** AIM OF THE TASK **
Find the word "shirt" in the listing; pull out each line holding it.

◆ ◆ ◆

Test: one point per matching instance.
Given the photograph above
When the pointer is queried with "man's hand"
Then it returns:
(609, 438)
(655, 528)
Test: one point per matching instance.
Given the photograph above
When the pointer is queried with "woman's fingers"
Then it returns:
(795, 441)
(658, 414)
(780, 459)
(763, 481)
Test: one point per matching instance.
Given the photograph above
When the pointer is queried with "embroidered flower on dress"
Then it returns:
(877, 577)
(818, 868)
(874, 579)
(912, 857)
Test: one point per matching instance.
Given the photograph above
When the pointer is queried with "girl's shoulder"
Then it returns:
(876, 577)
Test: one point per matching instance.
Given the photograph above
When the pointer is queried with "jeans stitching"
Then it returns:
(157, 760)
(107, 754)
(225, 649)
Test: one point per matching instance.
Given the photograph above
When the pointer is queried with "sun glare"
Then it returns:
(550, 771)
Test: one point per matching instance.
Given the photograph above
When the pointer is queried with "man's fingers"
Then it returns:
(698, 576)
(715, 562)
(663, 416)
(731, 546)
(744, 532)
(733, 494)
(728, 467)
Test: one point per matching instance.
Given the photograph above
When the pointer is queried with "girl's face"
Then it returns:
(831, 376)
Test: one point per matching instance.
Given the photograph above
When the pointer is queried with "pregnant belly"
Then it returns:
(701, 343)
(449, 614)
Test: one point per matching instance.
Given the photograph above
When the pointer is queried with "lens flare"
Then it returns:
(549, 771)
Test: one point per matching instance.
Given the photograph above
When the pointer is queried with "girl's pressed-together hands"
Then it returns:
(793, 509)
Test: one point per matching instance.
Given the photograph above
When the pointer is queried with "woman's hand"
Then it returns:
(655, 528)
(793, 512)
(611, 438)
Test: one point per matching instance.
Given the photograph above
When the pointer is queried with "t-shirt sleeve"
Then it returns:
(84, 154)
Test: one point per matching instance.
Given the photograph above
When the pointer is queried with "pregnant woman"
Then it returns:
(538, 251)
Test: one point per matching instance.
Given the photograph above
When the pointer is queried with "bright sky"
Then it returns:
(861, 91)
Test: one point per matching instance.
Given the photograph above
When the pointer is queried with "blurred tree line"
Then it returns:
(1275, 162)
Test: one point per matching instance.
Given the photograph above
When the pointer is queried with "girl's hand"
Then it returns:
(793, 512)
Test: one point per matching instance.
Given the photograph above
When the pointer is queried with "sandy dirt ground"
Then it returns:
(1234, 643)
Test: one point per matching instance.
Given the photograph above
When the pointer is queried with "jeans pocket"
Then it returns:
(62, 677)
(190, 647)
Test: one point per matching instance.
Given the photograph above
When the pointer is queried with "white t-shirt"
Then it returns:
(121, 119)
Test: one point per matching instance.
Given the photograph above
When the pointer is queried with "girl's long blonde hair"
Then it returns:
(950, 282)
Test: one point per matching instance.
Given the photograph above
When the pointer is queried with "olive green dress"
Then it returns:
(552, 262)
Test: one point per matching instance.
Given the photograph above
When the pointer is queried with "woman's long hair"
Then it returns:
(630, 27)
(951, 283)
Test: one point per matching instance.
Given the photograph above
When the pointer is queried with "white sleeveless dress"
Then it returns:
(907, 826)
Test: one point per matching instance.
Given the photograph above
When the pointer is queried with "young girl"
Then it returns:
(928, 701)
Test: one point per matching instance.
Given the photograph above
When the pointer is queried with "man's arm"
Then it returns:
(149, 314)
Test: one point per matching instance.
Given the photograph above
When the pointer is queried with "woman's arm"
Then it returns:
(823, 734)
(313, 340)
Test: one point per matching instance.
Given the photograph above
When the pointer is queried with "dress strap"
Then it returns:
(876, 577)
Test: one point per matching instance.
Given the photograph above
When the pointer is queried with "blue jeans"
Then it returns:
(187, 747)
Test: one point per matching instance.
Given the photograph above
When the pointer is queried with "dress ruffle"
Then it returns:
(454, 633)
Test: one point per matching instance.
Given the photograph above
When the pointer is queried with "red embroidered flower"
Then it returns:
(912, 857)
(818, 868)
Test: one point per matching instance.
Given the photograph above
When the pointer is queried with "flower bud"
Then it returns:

◆ ◆ ◆

** OUTPUT BELOW **
When the pointer is queried with "t-shirt sleeve"
When the pointer is queried with "white t-shirt"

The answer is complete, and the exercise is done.